──────── Text provided ────────

Of course, all of that is just speculation - I know triggers are carnivores and usually eat crustaceans, so I'm not even sure if live fish of any kind are an appropriate food for it.


----------



## Kellsindell (Sep 15, 2008)

Good questions.

1 You should feed your tang different types of small food like krill mysis and cyclopees. the trigger will also love these and other meaty foods such as oisters, silversides(dead), or you have the option of making your own food. Many get unseasoned shrimp from the grocery store and feed that too. Tangs do love to graze, so you should feed them some nori, or veggy sheets you get from a lfs or what they wrap sushi in and put it on a veggie clip for continual grazing.

2 You realld don't need it if it already has it.

3 You can, it has been found to stim the appitite and to help with the animal immune system. i don't use this meathod i just feed healthy to keep them healthy. if you do use it, you can do it on every meal.

4 answered in question 1

5 you can, be sure to add them to tank water or RO/DI water and swish it around so it'll sink rather then float and go into the overflow

6 read above post by iamntbatman(i don't recommend the converting)

──────── Data lines ────────

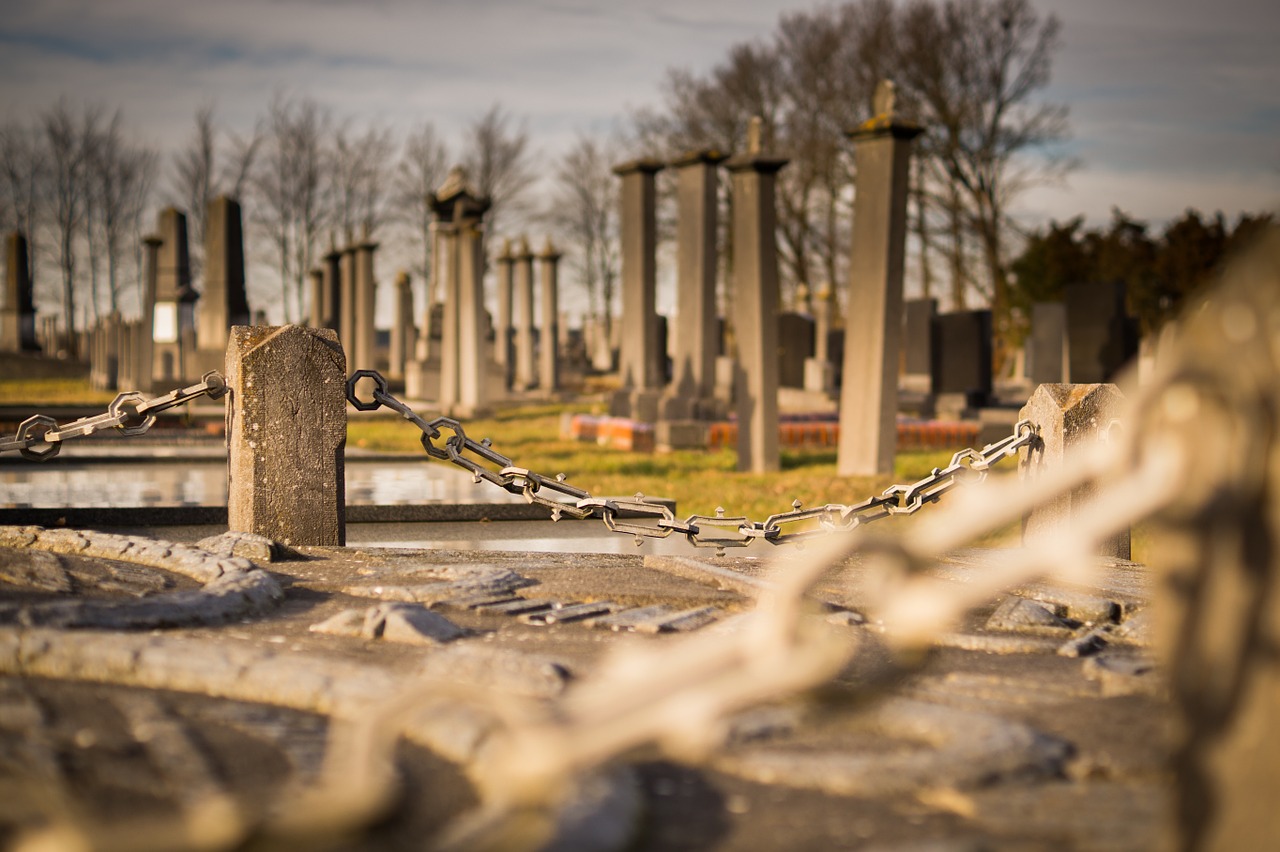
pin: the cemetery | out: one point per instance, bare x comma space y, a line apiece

────────

[What you need to do]
A – Decide whether each statement below agrees with the fish-feeding thread above. Answer yes or no for each, and quote the deciding words of the thread.
(i) The reply advises putting nori on a veggie clip so the tang can graze.
(ii) The reply's author personally uses the method said to stimulate appetite.
(iii) The reply recommends the converting.
B – Answer these questions from the fish-feeding thread above:
(i) What do triggers usually eat, according to the opening post?
(ii) On what date did Kellsindell reply?
(iii) Into which kinds of water should the food be added so that it sinks?
C – Write the next part of the fish-feeding thread above, starting after its final line.

[Solved problems]
A –
(i) Yes: "put it on a veggie clip for continual grazing"
(ii) No: "i don't use this meathod"
(iii) No: "i don't recommend the converting"

B –
(i) Crustaceans
(ii) Sep 15, 2008
(iii) Tank water or RO/DI water

C –
7 again it's part of 1. it's fine and called nori most of the time

8 Once a day unless you have special requierment fish and other then the tang, you don't. Put the seaweed on the clip in the morning/midday/night and feed when you mean to. Seaweed should be everyother day or less because it can be very messy and raise your unwanted parameters.

Good luck


----------



## Pasfur (Mar 29, 2008)

I highly suggesting incorporating garlic into the diet of your fish. There are many marine pellet foods that contain a garlic supplement. Just choose one and use it regularly. Improving the health and immunity of your fish should be a high priority.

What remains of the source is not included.